Dataset records:
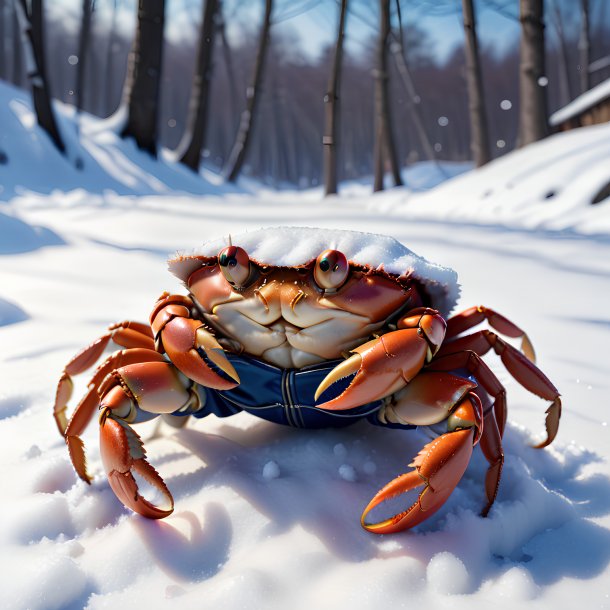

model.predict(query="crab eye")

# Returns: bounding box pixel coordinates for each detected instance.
[313,250,349,290]
[218,246,250,288]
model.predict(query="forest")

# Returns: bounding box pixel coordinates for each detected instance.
[0,0,610,190]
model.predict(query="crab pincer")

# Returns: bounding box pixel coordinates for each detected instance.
[315,308,446,411]
[150,294,239,390]
[100,408,174,519]
[360,392,483,534]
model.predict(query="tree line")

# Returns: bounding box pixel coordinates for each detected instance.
[0,0,610,193]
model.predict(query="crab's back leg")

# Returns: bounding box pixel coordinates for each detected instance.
[100,362,201,519]
[430,340,561,448]
[479,409,504,517]
[53,320,155,436]
[445,305,536,362]
[64,348,165,483]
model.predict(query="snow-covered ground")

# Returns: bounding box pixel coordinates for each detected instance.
[0,82,610,610]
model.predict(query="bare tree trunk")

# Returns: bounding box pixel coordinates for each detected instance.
[226,0,273,182]
[178,0,218,172]
[12,2,23,86]
[462,0,491,167]
[76,0,93,112]
[0,0,8,80]
[104,0,117,115]
[519,0,549,146]
[553,0,572,106]
[15,0,66,153]
[390,0,436,161]
[322,0,347,195]
[578,0,591,93]
[218,9,238,131]
[373,0,402,191]
[121,0,165,157]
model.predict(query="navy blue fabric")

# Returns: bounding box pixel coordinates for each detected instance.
[175,354,415,429]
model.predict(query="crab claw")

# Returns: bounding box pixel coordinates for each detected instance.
[161,317,239,390]
[100,409,174,519]
[360,428,475,534]
[315,309,445,411]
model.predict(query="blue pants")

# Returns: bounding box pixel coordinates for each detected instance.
[174,354,416,429]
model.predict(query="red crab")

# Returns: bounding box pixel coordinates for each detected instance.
[54,227,561,533]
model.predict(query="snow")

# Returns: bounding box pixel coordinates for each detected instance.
[169,227,459,315]
[549,78,610,125]
[0,82,610,610]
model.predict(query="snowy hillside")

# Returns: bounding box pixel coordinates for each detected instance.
[0,84,610,610]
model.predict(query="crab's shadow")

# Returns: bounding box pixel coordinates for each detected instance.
[129,410,610,590]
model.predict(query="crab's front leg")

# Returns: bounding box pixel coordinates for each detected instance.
[315,308,446,411]
[150,293,239,390]
[100,362,200,519]
[361,373,482,534]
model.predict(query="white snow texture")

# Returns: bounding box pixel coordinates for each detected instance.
[0,83,610,610]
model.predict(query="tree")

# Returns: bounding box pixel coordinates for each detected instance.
[578,0,591,93]
[121,0,165,157]
[519,0,549,146]
[75,0,93,112]
[322,0,347,195]
[390,0,436,161]
[225,0,273,182]
[462,0,491,167]
[178,0,218,172]
[15,0,66,153]
[373,0,402,191]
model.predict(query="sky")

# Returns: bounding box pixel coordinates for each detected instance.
[78,0,519,62]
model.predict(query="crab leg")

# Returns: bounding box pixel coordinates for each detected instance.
[95,362,199,519]
[315,308,445,411]
[53,320,155,436]
[447,305,536,362]
[360,392,482,534]
[479,410,504,517]
[430,338,561,449]
[150,294,239,390]
[100,409,174,519]
[64,348,164,483]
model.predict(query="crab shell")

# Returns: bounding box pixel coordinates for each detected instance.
[168,227,460,318]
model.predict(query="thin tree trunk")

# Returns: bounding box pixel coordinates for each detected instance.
[578,0,591,93]
[218,13,238,134]
[12,2,22,86]
[76,0,93,112]
[462,0,491,167]
[519,0,549,146]
[15,0,66,153]
[178,0,218,172]
[373,0,402,191]
[322,0,347,195]
[121,0,165,157]
[0,0,8,80]
[226,0,273,182]
[553,0,572,106]
[104,0,117,115]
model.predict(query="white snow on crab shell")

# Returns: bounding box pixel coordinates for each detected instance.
[169,227,460,316]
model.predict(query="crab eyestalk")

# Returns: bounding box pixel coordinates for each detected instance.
[218,246,250,288]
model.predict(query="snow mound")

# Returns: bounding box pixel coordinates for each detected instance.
[0,205,64,254]
[392,123,610,235]
[0,81,240,200]
[169,227,460,315]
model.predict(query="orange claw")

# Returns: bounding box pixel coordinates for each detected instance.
[315,309,445,411]
[151,295,239,390]
[360,428,475,534]
[100,409,174,519]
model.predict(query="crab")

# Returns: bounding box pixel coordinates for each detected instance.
[54,227,561,534]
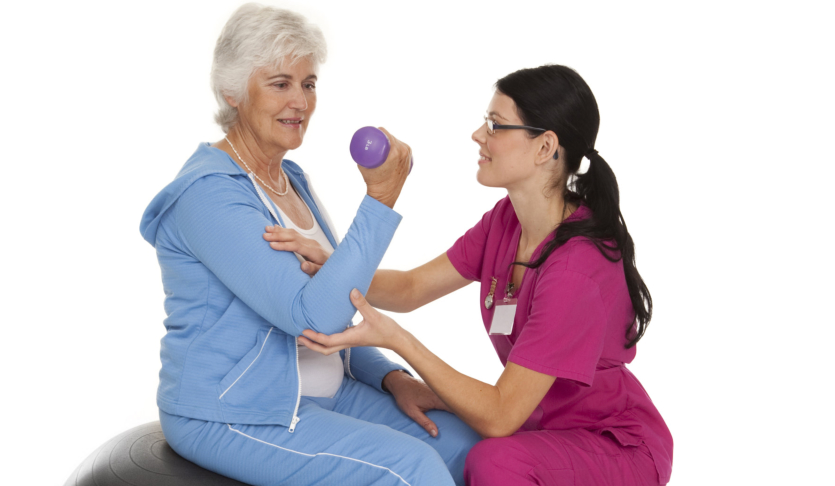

Set task: Find each line in the items above that contains the string "tree" and copy those lines out.

Worked solution:
model.predict(query="tree line")
model.predict(query="bare tree trunk")
model.predict(query="tree")
model.predict(query="thin tree trunk")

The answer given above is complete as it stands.